• _Texte fourni_:
L’échenillage n’est pas la solution – même si les annonces que j’ai faites il y a quelques jours ont pu donner l’impression que nous nous engagions dans cette voie. Il y a eu un plan de l’armée de l’air, qui s’appliquera entièrement. Il y a eu un plan de la marine, qui s’applique. Le plan de l’armée de terre est en cours de mise en œuvre, mais il ne reposera pas sur l’échenillage : il tirera les leçons des opérations que nous avons menées depuis une dizaine d’années, ce qui aboutira sans doute à modifier certains dispositifs. J’essaierai à l’avenir, autant que faire se peut, d’annoncer les décisions plus en amont, en conservant les mêmes principes. Ceux-ci sont exigeants, puisqu’ils supposent une analyse fonctionnelle de l’ensemble de nos dispositifs, ce qui prend beaucoup plus de temps.

Monsieur Pueyo, je suis très vigilant sur la question de la réinsertion. L’action de Défense Mobilité donne des résultats très significatifs. Vous m’interpellez sur le rôle du service militaire adapté. J’ai moi-même visité deux centres du SMA et j’ai été comme vous frappé des compétences réunies et de la qualité de la réinsertion. Ce dispositif relève du ministère des outre-mer. Vous souhaitez l’élargir : l’idée me paraît bonne.

• _Données fournies_:
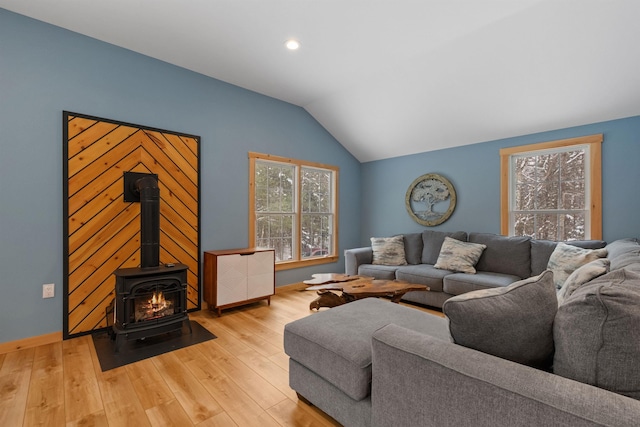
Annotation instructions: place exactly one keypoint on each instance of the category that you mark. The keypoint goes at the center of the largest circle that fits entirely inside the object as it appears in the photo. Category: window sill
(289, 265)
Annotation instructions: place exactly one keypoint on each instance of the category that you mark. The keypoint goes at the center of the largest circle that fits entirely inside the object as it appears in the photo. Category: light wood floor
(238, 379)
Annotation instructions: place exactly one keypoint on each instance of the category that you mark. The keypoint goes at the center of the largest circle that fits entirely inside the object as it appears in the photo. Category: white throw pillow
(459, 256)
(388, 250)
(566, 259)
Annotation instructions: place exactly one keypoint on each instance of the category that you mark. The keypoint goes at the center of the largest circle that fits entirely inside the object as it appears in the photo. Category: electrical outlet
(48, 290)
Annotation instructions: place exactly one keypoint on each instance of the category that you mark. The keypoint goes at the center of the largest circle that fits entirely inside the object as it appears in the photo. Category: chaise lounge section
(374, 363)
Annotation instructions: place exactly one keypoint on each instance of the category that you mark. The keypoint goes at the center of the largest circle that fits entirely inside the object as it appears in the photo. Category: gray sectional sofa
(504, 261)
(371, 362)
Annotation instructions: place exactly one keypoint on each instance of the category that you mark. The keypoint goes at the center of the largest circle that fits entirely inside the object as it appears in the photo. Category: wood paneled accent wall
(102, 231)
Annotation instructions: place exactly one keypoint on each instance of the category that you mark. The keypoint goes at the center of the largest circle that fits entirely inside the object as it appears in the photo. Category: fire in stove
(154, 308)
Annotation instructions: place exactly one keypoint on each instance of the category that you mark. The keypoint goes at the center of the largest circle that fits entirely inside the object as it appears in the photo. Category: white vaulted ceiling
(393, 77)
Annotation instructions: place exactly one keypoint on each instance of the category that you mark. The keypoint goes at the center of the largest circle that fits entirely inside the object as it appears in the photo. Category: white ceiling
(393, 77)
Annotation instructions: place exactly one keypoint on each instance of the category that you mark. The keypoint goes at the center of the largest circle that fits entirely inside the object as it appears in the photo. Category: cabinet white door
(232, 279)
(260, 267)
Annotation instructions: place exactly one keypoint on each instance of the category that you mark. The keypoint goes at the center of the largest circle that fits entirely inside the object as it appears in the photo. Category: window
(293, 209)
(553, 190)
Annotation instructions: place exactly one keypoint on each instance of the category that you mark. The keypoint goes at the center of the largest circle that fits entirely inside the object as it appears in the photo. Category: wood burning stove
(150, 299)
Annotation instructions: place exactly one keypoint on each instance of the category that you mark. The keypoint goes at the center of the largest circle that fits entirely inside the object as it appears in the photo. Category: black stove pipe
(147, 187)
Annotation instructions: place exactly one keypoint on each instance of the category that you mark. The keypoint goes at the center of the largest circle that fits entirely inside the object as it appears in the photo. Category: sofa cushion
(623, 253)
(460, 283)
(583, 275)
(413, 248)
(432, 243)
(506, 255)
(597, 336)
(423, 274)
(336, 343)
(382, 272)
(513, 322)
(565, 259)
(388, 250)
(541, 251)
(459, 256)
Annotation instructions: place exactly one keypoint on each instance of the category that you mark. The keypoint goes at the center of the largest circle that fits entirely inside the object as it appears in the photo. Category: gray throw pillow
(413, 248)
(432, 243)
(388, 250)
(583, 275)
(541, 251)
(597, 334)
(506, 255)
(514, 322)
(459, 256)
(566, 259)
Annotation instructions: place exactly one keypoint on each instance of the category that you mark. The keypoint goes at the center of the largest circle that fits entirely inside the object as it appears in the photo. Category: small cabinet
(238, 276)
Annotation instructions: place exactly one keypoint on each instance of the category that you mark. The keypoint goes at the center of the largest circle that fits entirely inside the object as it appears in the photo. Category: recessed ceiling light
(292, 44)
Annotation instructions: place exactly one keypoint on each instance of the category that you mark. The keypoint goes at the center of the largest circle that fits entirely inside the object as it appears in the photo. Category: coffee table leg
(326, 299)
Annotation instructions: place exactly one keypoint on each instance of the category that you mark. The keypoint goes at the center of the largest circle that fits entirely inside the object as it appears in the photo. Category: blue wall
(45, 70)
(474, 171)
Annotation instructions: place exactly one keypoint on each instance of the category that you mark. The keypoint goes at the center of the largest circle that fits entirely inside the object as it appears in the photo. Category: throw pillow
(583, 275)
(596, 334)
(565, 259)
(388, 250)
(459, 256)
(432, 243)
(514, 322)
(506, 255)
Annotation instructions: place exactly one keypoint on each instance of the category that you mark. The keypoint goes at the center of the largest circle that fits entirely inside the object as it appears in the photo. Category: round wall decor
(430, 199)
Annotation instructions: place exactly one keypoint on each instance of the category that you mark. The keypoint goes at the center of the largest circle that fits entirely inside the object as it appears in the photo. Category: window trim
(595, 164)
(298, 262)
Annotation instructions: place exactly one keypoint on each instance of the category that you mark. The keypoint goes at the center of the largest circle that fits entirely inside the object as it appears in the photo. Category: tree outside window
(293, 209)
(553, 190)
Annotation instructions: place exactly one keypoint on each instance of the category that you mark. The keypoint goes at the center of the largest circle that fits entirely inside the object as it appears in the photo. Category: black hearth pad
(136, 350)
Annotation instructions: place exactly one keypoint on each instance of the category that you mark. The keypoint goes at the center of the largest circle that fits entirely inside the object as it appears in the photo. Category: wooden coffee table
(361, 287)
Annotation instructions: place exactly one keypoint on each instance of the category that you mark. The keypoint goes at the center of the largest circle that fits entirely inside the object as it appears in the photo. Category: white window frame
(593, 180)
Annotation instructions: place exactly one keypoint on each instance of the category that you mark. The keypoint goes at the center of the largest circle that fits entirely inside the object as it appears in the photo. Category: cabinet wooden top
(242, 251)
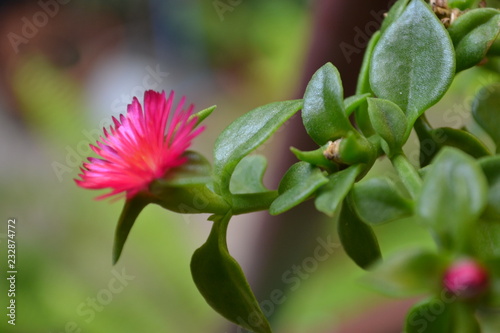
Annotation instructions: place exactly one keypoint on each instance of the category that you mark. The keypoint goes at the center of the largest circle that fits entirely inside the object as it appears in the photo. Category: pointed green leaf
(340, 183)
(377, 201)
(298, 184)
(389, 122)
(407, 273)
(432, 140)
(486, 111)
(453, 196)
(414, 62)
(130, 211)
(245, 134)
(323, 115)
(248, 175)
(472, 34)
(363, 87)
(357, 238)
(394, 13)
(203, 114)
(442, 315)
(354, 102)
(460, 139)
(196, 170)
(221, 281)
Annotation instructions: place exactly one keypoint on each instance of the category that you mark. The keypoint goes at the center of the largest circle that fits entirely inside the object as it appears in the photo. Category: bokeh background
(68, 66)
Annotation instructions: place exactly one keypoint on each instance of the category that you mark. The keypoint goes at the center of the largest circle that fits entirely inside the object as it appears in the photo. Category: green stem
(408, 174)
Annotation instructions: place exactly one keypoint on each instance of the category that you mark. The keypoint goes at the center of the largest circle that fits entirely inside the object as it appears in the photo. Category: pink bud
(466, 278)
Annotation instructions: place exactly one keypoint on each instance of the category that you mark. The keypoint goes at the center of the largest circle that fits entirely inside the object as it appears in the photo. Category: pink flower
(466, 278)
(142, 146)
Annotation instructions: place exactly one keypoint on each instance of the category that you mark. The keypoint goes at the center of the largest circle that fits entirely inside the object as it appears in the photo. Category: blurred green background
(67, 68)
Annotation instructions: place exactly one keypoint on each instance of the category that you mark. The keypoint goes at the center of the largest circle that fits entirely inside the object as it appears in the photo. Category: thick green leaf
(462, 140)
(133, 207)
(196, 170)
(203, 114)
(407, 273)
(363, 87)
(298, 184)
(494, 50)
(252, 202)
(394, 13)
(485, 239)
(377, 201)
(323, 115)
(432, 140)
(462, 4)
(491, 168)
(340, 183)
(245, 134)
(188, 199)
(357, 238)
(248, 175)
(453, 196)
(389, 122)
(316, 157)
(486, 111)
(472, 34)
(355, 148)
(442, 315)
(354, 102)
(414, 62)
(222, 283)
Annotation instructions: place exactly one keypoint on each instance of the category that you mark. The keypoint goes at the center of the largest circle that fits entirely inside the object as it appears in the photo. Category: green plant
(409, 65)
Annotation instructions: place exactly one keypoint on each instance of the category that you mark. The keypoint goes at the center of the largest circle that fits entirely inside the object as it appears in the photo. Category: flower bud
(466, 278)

• _Objectif_: Transcrivez le passage du texte fourni qui commence aux mots « Monsieur Pueyo, je » et s'arrête après « me paraît bonne. ».

• _Réponse à l'exercice_:
Monsieur Pueyo, je suis très vigilant sur la question de la réinsertion. L’action de Défense Mobilité donne des résultats très significatifs. Vous m’interpellez sur le rôle du service militaire adapté. J’ai moi-même visité deux centres du SMA et j’ai été comme vous frappé des compétences réunies et de la qualité de la réinsertion. Ce dispositif relève du ministère des outre-mer. Vous souhaitez l’élargir : l’idée me paraît bonne.